(Image location labeling entries)

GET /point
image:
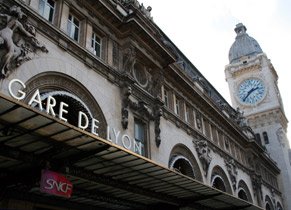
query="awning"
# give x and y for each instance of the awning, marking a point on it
(104, 175)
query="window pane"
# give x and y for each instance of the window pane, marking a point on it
(46, 9)
(72, 28)
(139, 135)
(96, 45)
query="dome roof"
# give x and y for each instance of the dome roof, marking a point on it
(244, 45)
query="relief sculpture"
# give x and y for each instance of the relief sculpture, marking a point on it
(17, 39)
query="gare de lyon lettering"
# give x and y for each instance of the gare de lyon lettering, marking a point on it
(113, 135)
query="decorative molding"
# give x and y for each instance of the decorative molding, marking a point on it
(18, 39)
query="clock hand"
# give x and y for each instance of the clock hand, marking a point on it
(249, 92)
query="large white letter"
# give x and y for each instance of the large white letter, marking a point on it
(62, 110)
(51, 102)
(36, 98)
(94, 126)
(82, 115)
(22, 94)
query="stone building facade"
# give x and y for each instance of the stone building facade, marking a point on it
(105, 68)
(253, 84)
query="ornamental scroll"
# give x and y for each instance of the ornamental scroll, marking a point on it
(17, 39)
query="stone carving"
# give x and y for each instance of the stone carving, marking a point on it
(203, 152)
(17, 37)
(129, 59)
(232, 171)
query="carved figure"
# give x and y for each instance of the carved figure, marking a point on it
(16, 52)
(203, 154)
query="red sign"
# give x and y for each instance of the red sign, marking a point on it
(55, 184)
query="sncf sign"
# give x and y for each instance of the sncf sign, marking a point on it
(55, 184)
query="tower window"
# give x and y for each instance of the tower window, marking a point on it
(166, 97)
(258, 138)
(266, 138)
(96, 44)
(73, 27)
(46, 9)
(177, 106)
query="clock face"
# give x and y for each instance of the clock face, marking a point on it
(251, 91)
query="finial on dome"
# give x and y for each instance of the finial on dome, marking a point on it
(240, 28)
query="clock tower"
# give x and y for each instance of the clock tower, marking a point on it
(253, 85)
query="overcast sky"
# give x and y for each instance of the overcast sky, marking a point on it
(204, 32)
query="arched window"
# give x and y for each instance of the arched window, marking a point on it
(242, 195)
(266, 138)
(218, 183)
(182, 165)
(268, 203)
(244, 192)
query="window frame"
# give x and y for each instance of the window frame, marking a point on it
(96, 35)
(71, 23)
(144, 142)
(41, 10)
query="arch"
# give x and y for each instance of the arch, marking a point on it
(182, 160)
(244, 192)
(65, 88)
(268, 203)
(219, 180)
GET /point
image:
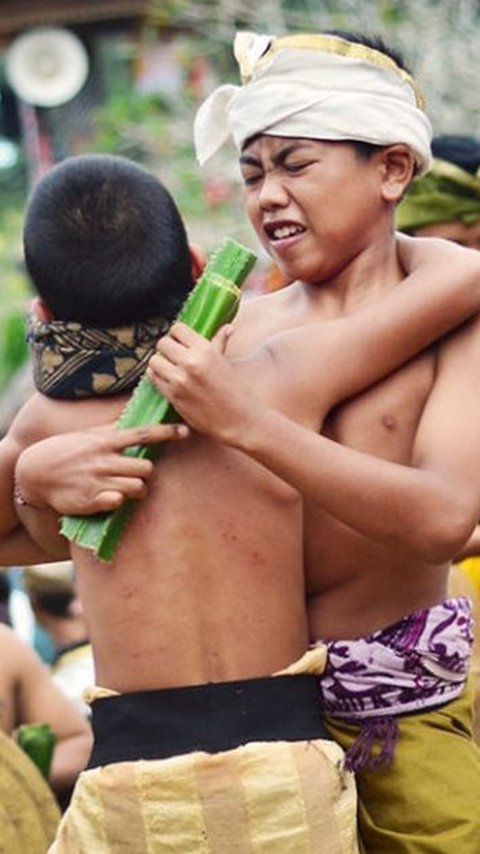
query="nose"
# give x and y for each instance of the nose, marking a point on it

▶ [Task]
Return each line of the material above that contains the word "hand".

▶ [Output for this task]
query="clock hand"
# give x and y for each instance of the clock hand, marking a point on it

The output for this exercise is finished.